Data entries
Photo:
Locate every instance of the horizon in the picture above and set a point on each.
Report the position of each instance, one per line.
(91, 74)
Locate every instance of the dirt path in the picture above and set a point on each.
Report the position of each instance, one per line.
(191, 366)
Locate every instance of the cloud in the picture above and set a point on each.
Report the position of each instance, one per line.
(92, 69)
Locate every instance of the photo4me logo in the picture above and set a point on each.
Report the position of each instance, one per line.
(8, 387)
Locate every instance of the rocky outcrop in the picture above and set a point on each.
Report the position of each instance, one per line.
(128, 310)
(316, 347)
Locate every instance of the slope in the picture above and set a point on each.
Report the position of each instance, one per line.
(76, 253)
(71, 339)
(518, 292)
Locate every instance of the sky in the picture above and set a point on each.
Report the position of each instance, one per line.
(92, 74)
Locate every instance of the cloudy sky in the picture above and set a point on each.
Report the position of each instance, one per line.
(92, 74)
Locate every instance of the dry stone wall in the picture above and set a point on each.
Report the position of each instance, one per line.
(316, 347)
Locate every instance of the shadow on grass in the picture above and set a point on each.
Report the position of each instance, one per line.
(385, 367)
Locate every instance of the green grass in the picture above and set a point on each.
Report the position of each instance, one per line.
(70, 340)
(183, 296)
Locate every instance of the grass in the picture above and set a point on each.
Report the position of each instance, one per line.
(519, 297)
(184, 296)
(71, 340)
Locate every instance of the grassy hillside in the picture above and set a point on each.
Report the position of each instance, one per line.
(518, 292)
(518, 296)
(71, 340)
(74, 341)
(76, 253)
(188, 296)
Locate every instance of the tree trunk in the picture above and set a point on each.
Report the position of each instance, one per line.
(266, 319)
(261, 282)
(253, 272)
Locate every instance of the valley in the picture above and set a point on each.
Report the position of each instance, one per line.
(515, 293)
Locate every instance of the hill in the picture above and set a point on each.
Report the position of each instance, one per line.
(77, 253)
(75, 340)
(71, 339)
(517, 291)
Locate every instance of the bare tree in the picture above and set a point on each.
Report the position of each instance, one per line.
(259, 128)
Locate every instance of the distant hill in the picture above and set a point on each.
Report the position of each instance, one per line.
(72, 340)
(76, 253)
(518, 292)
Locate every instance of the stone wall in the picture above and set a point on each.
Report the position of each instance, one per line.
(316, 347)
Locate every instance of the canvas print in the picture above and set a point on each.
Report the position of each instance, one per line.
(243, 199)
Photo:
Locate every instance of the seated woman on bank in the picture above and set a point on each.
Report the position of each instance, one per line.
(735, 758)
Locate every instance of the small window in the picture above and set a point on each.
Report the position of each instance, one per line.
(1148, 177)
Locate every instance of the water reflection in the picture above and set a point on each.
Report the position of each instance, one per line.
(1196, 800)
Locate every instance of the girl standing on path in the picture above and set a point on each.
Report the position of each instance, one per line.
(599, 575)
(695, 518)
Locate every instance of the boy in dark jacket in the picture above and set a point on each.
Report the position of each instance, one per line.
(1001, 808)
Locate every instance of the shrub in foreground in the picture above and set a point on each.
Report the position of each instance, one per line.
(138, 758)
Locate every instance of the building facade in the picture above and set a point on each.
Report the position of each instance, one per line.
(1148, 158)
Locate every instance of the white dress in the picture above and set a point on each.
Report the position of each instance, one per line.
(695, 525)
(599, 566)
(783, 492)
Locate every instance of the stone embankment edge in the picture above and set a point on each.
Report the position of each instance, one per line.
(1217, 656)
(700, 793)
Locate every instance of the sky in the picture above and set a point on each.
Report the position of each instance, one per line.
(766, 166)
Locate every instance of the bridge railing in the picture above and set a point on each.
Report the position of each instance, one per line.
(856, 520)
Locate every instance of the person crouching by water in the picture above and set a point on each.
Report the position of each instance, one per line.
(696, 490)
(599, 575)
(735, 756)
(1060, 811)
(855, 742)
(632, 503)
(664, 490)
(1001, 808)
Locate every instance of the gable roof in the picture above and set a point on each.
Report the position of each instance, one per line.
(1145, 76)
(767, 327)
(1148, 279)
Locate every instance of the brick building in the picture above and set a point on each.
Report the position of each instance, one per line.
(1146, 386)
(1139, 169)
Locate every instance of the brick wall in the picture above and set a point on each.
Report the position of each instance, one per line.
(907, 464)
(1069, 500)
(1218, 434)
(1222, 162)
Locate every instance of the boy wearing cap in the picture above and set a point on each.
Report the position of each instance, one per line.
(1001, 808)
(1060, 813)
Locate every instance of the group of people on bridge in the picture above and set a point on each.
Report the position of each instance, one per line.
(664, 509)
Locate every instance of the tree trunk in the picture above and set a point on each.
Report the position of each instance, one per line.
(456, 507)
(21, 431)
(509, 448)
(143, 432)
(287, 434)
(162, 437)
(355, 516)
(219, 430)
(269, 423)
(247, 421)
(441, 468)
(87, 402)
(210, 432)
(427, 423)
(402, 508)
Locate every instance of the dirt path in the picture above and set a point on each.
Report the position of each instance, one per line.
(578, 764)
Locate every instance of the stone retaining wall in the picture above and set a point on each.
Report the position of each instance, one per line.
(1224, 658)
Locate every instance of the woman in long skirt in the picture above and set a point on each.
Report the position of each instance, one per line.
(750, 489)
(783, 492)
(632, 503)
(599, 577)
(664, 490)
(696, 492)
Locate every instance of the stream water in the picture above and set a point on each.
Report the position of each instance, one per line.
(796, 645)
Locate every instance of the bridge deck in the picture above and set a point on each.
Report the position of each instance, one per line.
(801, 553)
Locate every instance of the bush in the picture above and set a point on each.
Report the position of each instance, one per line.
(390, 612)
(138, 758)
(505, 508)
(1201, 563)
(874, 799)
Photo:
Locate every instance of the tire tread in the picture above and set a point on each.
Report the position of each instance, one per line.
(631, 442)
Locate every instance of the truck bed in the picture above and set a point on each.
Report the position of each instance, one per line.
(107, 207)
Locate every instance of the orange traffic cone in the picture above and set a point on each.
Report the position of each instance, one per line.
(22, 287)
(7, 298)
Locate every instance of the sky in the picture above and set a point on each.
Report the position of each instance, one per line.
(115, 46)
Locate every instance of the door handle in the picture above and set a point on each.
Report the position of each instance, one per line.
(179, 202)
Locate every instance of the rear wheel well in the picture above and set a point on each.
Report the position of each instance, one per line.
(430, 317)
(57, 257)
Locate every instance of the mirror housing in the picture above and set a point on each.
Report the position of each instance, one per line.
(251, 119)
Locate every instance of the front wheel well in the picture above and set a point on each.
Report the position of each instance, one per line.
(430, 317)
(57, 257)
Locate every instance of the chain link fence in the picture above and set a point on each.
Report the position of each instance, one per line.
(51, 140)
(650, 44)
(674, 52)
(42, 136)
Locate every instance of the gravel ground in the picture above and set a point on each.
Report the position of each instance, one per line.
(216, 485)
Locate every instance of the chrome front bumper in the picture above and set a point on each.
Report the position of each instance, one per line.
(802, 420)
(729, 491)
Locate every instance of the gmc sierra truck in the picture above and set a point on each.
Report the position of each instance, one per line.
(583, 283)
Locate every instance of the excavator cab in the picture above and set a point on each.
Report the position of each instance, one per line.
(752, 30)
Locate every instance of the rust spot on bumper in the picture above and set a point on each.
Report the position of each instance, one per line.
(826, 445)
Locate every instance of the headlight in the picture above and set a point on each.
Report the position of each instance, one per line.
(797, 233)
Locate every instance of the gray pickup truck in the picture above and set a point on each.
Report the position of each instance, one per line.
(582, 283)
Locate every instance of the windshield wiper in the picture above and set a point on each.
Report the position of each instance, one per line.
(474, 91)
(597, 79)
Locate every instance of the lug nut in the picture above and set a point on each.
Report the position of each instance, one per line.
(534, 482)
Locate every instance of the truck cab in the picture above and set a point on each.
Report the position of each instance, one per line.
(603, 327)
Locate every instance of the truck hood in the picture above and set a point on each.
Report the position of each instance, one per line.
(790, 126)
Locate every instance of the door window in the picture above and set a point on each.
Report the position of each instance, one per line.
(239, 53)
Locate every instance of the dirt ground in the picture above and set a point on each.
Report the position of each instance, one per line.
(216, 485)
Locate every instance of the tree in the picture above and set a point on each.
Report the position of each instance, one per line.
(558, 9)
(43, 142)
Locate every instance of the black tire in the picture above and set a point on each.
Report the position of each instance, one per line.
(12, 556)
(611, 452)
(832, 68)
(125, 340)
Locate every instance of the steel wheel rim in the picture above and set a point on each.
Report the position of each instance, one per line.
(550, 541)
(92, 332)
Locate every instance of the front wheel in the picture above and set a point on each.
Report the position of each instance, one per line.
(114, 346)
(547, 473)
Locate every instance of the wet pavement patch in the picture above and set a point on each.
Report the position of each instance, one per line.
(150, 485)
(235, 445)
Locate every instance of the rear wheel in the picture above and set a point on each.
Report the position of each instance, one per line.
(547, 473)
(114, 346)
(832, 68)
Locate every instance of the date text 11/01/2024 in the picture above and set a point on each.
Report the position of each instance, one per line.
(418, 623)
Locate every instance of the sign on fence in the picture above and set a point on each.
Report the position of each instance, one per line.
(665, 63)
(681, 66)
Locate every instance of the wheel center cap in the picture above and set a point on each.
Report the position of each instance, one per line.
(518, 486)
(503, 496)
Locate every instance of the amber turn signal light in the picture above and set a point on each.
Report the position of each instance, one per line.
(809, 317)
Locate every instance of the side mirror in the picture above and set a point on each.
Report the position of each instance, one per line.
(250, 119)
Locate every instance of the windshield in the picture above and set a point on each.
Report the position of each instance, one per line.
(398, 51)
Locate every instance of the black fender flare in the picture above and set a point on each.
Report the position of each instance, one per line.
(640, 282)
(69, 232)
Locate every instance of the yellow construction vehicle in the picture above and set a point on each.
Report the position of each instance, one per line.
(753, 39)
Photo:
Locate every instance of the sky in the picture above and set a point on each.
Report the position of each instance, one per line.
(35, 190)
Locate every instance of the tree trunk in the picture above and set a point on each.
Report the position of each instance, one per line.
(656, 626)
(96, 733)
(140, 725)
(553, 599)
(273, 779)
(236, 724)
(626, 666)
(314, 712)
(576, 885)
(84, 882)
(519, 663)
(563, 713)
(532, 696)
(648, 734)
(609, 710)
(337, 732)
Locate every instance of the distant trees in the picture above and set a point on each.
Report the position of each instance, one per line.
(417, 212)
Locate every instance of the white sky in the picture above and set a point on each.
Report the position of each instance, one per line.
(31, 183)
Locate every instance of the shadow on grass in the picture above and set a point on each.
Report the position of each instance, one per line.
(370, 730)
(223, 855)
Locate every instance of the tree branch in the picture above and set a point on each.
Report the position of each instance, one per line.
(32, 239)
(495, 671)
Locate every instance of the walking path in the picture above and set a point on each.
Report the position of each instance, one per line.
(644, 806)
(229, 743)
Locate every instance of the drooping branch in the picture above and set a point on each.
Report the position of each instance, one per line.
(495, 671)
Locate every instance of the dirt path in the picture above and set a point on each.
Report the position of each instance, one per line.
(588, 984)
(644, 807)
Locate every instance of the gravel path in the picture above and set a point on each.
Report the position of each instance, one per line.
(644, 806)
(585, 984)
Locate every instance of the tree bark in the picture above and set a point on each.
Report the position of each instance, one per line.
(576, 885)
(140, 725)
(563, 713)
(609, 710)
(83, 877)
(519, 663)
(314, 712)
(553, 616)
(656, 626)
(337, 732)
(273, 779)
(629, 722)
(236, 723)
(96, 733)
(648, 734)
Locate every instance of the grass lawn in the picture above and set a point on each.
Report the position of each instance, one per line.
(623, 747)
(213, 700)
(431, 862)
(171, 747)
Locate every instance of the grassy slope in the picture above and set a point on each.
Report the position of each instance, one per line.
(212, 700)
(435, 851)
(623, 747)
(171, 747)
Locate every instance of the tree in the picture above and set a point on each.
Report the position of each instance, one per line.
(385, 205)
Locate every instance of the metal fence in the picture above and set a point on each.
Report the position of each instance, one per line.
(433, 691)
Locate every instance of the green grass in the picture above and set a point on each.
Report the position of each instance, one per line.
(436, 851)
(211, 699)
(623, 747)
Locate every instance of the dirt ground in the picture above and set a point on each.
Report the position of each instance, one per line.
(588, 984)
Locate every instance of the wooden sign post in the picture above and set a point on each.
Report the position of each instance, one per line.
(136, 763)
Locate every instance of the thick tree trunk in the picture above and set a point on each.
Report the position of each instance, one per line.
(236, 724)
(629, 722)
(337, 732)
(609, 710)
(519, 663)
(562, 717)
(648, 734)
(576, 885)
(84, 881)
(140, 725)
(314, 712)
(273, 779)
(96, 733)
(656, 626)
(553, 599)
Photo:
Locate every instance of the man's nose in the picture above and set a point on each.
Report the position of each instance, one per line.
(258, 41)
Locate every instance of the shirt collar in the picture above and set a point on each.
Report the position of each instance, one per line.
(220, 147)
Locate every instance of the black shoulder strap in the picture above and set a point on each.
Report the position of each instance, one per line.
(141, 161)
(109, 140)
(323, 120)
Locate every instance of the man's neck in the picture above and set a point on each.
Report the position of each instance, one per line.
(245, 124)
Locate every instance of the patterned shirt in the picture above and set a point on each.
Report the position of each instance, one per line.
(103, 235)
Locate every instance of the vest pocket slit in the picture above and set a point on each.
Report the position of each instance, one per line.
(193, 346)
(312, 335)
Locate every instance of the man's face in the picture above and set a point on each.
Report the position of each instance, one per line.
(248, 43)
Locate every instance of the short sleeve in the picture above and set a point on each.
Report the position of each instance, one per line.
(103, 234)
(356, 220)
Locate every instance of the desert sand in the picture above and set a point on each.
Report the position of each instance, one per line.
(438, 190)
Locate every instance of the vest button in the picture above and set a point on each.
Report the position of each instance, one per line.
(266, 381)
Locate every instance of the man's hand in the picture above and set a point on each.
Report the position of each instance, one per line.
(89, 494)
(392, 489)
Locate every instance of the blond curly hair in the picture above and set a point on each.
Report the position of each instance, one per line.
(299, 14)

PROBLEM TO WORK ON
Would you quote, exactly and only, the lines from the one containing "Locate every instance of the thick" to the end of the entries?

THE RESULT
Locate every instance of the thick tree trunk in the picture above and set a point on each.
Report the position of each instance, one per line.
(236, 724)
(629, 722)
(337, 732)
(609, 710)
(519, 663)
(562, 717)
(648, 734)
(576, 885)
(84, 881)
(140, 725)
(314, 712)
(273, 779)
(96, 733)
(656, 626)
(553, 599)
Photo:
Locate every instance of the man's nose in the picture above and set a point on each.
Report the position of each instance, one per line.
(258, 41)
Locate every instance of the shirt collar in the picture above and set a point on each.
Report the position of each instance, one per line.
(220, 147)
Locate every instance of the black shoulder strap in the picture above and set a point on each.
Report the position of each instance, one per line.
(141, 161)
(109, 140)
(323, 120)
Locate every instance of the man's neck in the picture above and set a point on each.
Report the position of each instance, one per line.
(245, 124)
Locate every instance of the patterned shirt in the picture above and set a point on each.
Report the position of each instance, one per line.
(103, 235)
Locate every instance of the vest pocket slit in the picture above and set a point on each.
Report the position of each instance, one per line.
(193, 346)
(312, 335)
Locate every instance of the man's face in the picture above and set a point on each.
Report the position of each instance, one per line.
(248, 43)
Locate every instance of the short sleeve in the picture above and set a point on each.
Report the position of each instance, one per line.
(103, 234)
(356, 220)
Locate every instance of the desert sand in the picture above and set a point on each.
Report the position of each instance, one per line.
(438, 190)
Locate every instance of the vest button in the picture above and set a point on each.
Report the position of each instance, one per line.
(266, 381)
Locate every instance of the man's hand in the picture above and set a point on each.
Report the position of each instance, one per line.
(89, 494)
(392, 489)
Locate every instance of the blond curly hair in the picture above and set a point on each.
Report the position of each instance, one per line.
(299, 14)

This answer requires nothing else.